-- START SUPPLIED MATERIAL --

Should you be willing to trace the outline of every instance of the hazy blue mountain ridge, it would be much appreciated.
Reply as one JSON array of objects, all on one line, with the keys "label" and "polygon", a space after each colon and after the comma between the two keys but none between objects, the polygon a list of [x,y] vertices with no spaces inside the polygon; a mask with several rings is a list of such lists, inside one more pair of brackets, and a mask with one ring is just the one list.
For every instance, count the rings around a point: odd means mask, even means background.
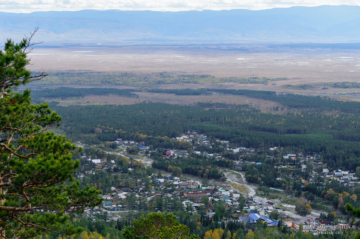
[{"label": "hazy blue mountain ridge", "polygon": [[37,26],[38,34],[54,41],[355,42],[360,41],[359,16],[360,6],[347,5],[258,11],[0,12],[0,38],[16,38]]}]

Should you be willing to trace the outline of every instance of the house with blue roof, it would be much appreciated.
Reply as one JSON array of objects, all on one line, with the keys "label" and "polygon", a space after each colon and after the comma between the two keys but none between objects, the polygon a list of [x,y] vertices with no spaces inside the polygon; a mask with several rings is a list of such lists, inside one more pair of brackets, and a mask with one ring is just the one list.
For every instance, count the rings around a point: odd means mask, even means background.
[{"label": "house with blue roof", "polygon": [[267,222],[268,224],[267,226],[268,226],[274,225],[277,226],[278,224],[278,222],[274,221],[270,218],[263,217],[257,213],[252,213],[247,217],[239,217],[239,220],[240,221],[243,221],[246,223],[248,222],[256,222],[258,220],[261,220]]},{"label": "house with blue roof", "polygon": [[222,200],[221,201],[226,201],[228,200],[230,200],[230,198],[229,198],[229,196],[227,195],[222,195],[221,196],[221,198]]}]

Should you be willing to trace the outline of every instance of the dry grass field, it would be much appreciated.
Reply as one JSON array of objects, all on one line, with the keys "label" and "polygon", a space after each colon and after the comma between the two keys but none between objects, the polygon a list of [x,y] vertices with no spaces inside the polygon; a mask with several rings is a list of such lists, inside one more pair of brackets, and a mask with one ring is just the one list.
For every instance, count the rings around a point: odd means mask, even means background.
[{"label": "dry grass field", "polygon": [[[167,71],[180,74],[208,74],[220,77],[255,76],[286,77],[289,79],[276,81],[274,83],[276,85],[272,85],[271,83],[268,85],[229,83],[220,85],[184,84],[157,86],[167,89],[220,87],[320,95],[335,98],[338,98],[339,94],[351,98],[352,95],[348,93],[360,93],[360,89],[328,87],[328,89],[323,89],[323,87],[319,87],[304,90],[284,88],[281,86],[286,84],[360,81],[360,50],[358,50],[270,48],[260,45],[235,46],[238,50],[240,48],[244,50],[240,51],[230,50],[228,48],[221,46],[195,47],[190,45],[99,45],[45,47],[36,48],[30,53],[29,56],[33,64],[30,67],[34,71],[42,69],[46,71],[94,71],[136,73]],[[101,87],[132,88],[112,85]],[[359,98],[356,95],[355,97]],[[140,98],[141,100],[149,100],[146,97],[143,98],[142,96]],[[188,97],[184,99],[177,98],[174,100],[159,99],[155,96],[150,98],[152,101],[163,101],[171,103],[178,102],[188,104],[199,101],[193,100]],[[204,99],[206,100],[215,102],[216,100]],[[235,103],[233,102],[237,100],[219,99],[218,102]],[[112,100],[109,99],[105,101]],[[115,103],[118,103],[117,100],[115,101]]]},{"label": "dry grass field", "polygon": [[[144,101],[161,102],[167,104],[193,105],[197,102],[221,102],[236,104],[248,104],[262,111],[274,112],[273,107],[280,108],[276,112],[281,112],[284,106],[269,100],[253,99],[243,95],[177,95],[173,94],[163,94],[149,92],[135,92],[139,98],[128,98],[112,95],[94,95],[84,98],[71,98],[66,99],[51,98],[51,100],[60,102],[60,105],[67,106],[72,104],[132,104]],[[44,99],[49,100],[49,98]]]}]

-- END SUPPLIED MATERIAL --

- _GOAL OF THE EXERCISE_
In the copy, include all records verbatim but no images.

- _WORKED ANSWER_
Should you be willing to trace the outline of every instance of the hazy blue mountain ridge, it would be much appreciated.
Reply as one JSON array of objects, all on one line, with the keys "label" and "polygon", a space after each colon and after the comma between the two keys but none between objects, the polygon a list of [x,y] vertices with no spaces inside the polygon; a mask with several rings is a list of such lists, inside one more pair of brackets, and a mask with one ring is just the one list.
For every instance, count the rings around a point: odd means mask, even means background.
[{"label": "hazy blue mountain ridge", "polygon": [[37,26],[38,34],[54,41],[355,42],[360,41],[359,16],[360,6],[347,5],[258,11],[0,12],[0,38],[16,38]]}]

Should you be willing to trace the outline of every instance of the house with blue roof, it would be much appreciated.
Reply as one JSON array of objects, all on one line, with the keys "label" and "polygon", a space after each colon and after the comma between the two keys but none between objects, the polygon a list of [x,y] vertices with no spaces inside the polygon; a mask with several rings is a list of such lists, inside one more pair of brackets, and a mask with one ring is just the one list.
For every instance, count the rings around a point: odd means mask, even means background.
[{"label": "house with blue roof", "polygon": [[267,222],[268,224],[267,226],[268,226],[274,225],[277,226],[278,224],[278,222],[274,221],[270,218],[263,217],[257,213],[252,213],[247,217],[239,217],[239,220],[240,221],[243,221],[246,223],[248,222],[256,222],[258,220],[261,220]]},{"label": "house with blue roof", "polygon": [[222,200],[221,201],[226,201],[228,200],[230,200],[230,198],[229,198],[229,196],[227,195],[222,195],[221,196],[221,198]]}]

Should you be willing to trace the outline of every instance of the dry grass field, it would be much appreciated.
Reply as one JSON array of objects, all on one line, with the keys "label" and "polygon", a space after each colon and after the comma between the two keys but none between objects, the polygon a list of [x,y] vertices with no spaces inside the polygon; a mask with several rings is a list of such lists, inside one more pair of brackets, and a mask with one ring is just the one list.
For every instance, count the rings around a point: odd means mask, even means background.
[{"label": "dry grass field", "polygon": [[[167,71],[180,74],[208,74],[220,77],[255,76],[286,77],[289,79],[276,81],[274,83],[276,85],[272,85],[271,83],[268,85],[229,83],[220,85],[184,84],[157,86],[167,89],[220,87],[320,95],[335,98],[338,98],[339,94],[351,98],[352,95],[348,93],[360,93],[360,89],[328,87],[328,89],[323,89],[323,87],[319,87],[304,90],[284,88],[281,86],[286,84],[360,81],[360,50],[358,50],[270,48],[260,45],[235,46],[238,50],[240,48],[244,50],[240,51],[230,50],[228,48],[221,46],[195,47],[190,45],[99,45],[45,47],[36,48],[30,53],[29,56],[33,64],[30,67],[34,71],[42,69],[46,71],[94,71],[136,73]],[[101,87],[132,88],[112,85]],[[359,98],[356,95],[355,97]],[[140,98],[141,100],[149,100],[146,97],[143,98],[142,96]],[[188,97],[184,99],[177,98],[174,100],[159,99],[155,96],[150,98],[152,101],[163,101],[171,103],[178,102],[188,104],[199,101],[193,100]],[[204,99],[206,100],[215,102],[216,100]],[[235,103],[233,102],[237,100],[219,99],[218,102]],[[112,100],[109,99],[105,101]],[[115,103],[118,103],[117,100],[115,101]]]},{"label": "dry grass field", "polygon": [[[144,101],[161,102],[167,104],[193,105],[197,102],[221,102],[236,104],[248,104],[262,111],[274,112],[273,107],[280,108],[276,112],[281,112],[284,106],[269,100],[253,99],[243,95],[177,95],[173,94],[163,94],[149,92],[135,92],[139,98],[128,98],[112,95],[94,95],[84,98],[71,98],[66,99],[51,98],[51,100],[60,102],[60,105],[67,106],[72,104],[132,104]],[[44,99],[49,100],[49,98]]]}]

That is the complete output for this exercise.